JOB 1:
Retype the records exactly, from the line with "Could you please outline every instance of the overcast" up to and including the last line of the records.

Begin EXTRACT

By Paul Petersen (real name Basil February) – more relevant to the current circumstances.

(Basil February [aka “Paul Petersen”] who was discovered by Rhodesian Security Forces in Zimbabwe while on his way to South Africa, on 15 August 1967, refused to surrender and fought single-handed until his ammunition ran out and he was killed. Among his papers was this article which formed one of a series of lectures he delivered to members of his UMKHONTO WE SIZWE Unit).

The African National Congress (ANC) and its allies have committed themselves to the revolutionary liberation of the people of South Africa. It is not today that they decided this. In an earlier discussion we mentioned the importance of preparing the people for revolution, of convincing them of the historic mission that they have to perform. The carrying out of these tasks were part and parcel of the revolution. The revolution does not start when the first bullet is fired. In any case, many bullets have already been fired in the course of the struggle.

But the fact that this period is relatively peaceful does not mean that it was not, or is not part of the revolution. It is true that in the past people did not inevitably face death when they carried out this work. But does that mean that they would not willingly have faced death? Let us think of those who have already given their lives, Mini, Looksmart, Khayinga, Mkaba, Babla and many other brave and heroic men and women. These were men who had taken their decision long ago.

The had already, in their modest way, inscribed their names in the pages of our history. And when the supreme sacrifice had to be made, they were not found wanting. They did not withdraw when the struggle entered this stage. To them it was the logical development of their years of hard work. They did not waver in the face of the new conditions because for them this was not an unexpected development. They expected this.

But salted as the leadership of the ANC is in the art of leadership, experienced as they are in taking grave decisions, they are now faced with the supreme task. All the years of struggle are about to culminate in the supreme event. If ever the leadership had to act with the deepest sense of responsibility, the time is now. A certain course of action, once started, cannot merely be withdrawn. If the decision was wrong the damage might be disastrous. A serious leadership does not make experiments with nations as a guinea pig. A decision must be taken after serious considerations and must be taken after much debate.

If We Must Die

It is not only our lives that we must consider. We are not here concerned about the question whether we are scared to die or not. To people like ourselves that question should not even arise. The point is that the revolution does not end with our death. The revolution goes on, life will go on. But if we must die, let it not be as the result of an act of reckless impatience. Because such an act will mean not only our death but it will cause harm to the revolution. If we act recklessly and in so doing we cause a tragedy in South Africa, will our crime be made smaller by the fact that we too had died? If a drunken driver causes an accident in which he and many other people die, will his crime be any smaller because he too is dead?

Revolutionary people do not think like that. A revolutionary is a revolutionary because he loves life. But his love of life is not the selfish love of life. That is why the bourgeoisie can never understand the mentality of the revolutionary. They try to bribe him to betray his comrades. They try to make him buy his own life with the life of his comrades. But what did Mini do?

A revolutionary dedicates himself to the cause of a better life. A revolutionary loves life and he knows that life does not end when he himself has died. He knows that life, the life that he loved, will go on in the smiles, laughter of happy children. He knows that life will go on in the smiles of beautiful girls for their youthful lovers. He knows that life will go on in the hearts of a nation that will remember him. This is the life for which he gladly gives his own.

End EXTRACT
Begin DATA SUPPLIED

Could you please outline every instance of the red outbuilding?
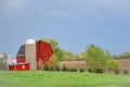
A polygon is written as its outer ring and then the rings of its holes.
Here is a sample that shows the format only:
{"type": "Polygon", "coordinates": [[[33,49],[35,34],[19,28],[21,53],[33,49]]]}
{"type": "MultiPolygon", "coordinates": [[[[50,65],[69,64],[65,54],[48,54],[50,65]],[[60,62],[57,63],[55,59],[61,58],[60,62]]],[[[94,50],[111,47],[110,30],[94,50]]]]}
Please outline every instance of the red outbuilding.
{"type": "Polygon", "coordinates": [[[54,65],[54,51],[51,45],[43,39],[28,39],[17,52],[16,64],[9,65],[9,70],[41,70],[44,64],[54,65]]]}

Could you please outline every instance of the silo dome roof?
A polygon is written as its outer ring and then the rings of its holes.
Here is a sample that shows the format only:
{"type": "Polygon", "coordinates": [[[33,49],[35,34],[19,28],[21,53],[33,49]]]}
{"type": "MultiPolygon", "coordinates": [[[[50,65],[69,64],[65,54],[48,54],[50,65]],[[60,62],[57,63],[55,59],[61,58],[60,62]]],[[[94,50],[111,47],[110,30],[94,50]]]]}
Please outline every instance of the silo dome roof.
{"type": "Polygon", "coordinates": [[[26,40],[26,45],[34,45],[36,44],[36,41],[34,39],[27,39],[26,40]]]}

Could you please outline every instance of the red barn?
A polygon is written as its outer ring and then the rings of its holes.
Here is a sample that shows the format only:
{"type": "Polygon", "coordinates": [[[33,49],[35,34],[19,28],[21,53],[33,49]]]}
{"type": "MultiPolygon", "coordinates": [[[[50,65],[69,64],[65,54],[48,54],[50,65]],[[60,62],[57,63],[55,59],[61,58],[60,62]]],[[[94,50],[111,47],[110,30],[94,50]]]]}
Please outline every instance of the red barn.
{"type": "Polygon", "coordinates": [[[42,39],[37,41],[28,39],[17,52],[16,64],[9,65],[9,70],[41,70],[46,63],[54,65],[54,51],[51,45],[42,39]]]}

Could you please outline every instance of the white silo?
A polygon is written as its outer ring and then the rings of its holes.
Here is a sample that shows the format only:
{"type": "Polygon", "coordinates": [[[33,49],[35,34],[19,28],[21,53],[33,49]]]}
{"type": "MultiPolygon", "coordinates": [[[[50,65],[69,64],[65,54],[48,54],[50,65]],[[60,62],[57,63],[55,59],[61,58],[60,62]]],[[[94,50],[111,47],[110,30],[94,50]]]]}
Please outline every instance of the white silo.
{"type": "Polygon", "coordinates": [[[26,40],[25,57],[26,57],[26,62],[30,63],[30,70],[37,70],[36,41],[34,39],[26,40]]]}

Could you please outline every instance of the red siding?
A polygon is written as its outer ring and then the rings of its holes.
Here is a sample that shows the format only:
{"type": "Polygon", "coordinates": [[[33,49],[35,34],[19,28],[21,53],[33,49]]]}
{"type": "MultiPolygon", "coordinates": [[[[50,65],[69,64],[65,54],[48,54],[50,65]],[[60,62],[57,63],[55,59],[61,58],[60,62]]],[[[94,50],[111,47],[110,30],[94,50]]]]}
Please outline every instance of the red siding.
{"type": "Polygon", "coordinates": [[[25,57],[16,57],[16,63],[25,63],[25,57]]]}
{"type": "Polygon", "coordinates": [[[25,63],[25,64],[9,65],[9,70],[10,71],[29,71],[30,64],[25,63]]]}
{"type": "Polygon", "coordinates": [[[42,40],[37,41],[36,50],[37,50],[37,70],[40,70],[42,65],[52,57],[54,51],[50,44],[42,40]]]}

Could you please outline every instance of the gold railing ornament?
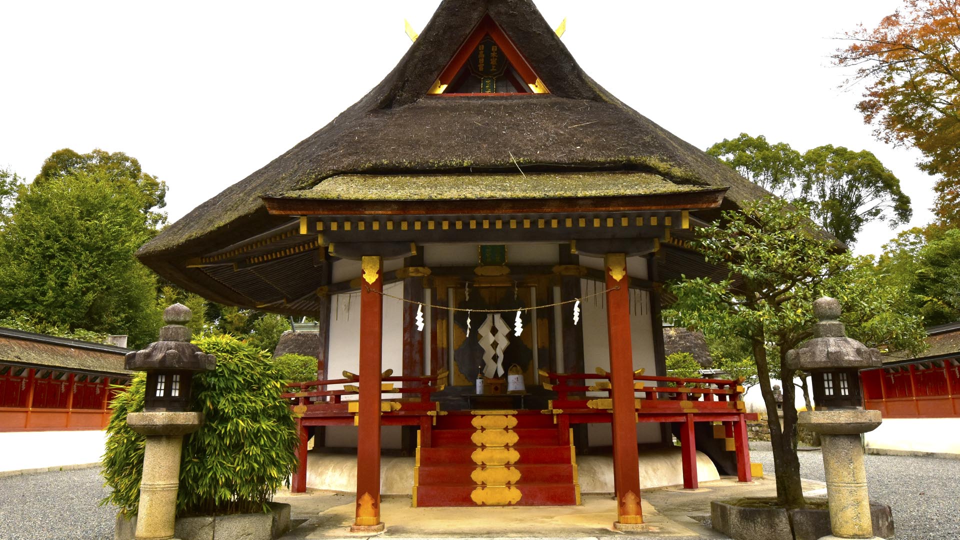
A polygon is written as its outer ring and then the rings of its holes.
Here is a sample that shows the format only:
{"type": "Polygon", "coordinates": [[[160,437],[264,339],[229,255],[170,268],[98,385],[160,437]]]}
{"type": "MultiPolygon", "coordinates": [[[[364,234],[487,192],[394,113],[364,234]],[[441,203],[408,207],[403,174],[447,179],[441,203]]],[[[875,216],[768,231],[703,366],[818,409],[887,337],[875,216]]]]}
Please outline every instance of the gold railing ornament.
{"type": "Polygon", "coordinates": [[[380,524],[380,516],[377,515],[376,506],[379,503],[374,501],[370,493],[364,493],[357,500],[356,525],[372,526],[380,524]]]}
{"type": "Polygon", "coordinates": [[[520,471],[516,467],[477,467],[470,479],[477,485],[507,485],[520,480],[520,471]]]}
{"type": "Polygon", "coordinates": [[[470,499],[478,506],[507,506],[520,502],[523,494],[514,486],[478,487],[470,493],[470,499]]]}
{"type": "Polygon", "coordinates": [[[520,439],[513,430],[481,430],[470,435],[470,441],[477,446],[514,446],[520,439]]]}

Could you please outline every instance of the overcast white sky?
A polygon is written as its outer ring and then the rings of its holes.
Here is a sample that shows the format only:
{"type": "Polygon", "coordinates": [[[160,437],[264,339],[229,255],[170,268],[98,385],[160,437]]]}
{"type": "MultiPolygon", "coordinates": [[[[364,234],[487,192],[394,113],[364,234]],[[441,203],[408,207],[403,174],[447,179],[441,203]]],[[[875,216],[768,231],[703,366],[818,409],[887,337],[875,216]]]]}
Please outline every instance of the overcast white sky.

End DATA SUPPLIED

JOB 2:
Echo the article on revolution word for word, from "But the fact" up to and including "decision long ago.".

WRITTEN RESPONSE 1:
Could you please outline every instance of the overcast white sky?
A polygon is written as its outer ring and then the rings of its holes.
Here is a sample that shows the format only:
{"type": "Polygon", "coordinates": [[[160,437],[264,339],[229,255],[170,268],[98,385],[160,437]]]}
{"type": "MultiPolygon", "coordinates": [[[[364,234],[487,192],[394,113],[364,234]],[[441,203],[408,207],[403,174],[447,179],[441,203]]],[[[875,216],[768,231],[703,366],[818,409],[887,337],[875,216]]]]}
Please outline every instance of the overcast white sky.

WRITTEN RESPONSE 2:
But the fact that this period is relatively peaceful does not mean that it was not, or is not part of the revolution. It is true that in the past people did not inevitably face death when they carried out this work. But does that mean that they would not willingly have faced death? Let us think of those who have already given their lives, Mini, Looksmart, Khayinga, Mkaba, Babla and many other brave and heroic men and women. These were men who had taken their decision long ago.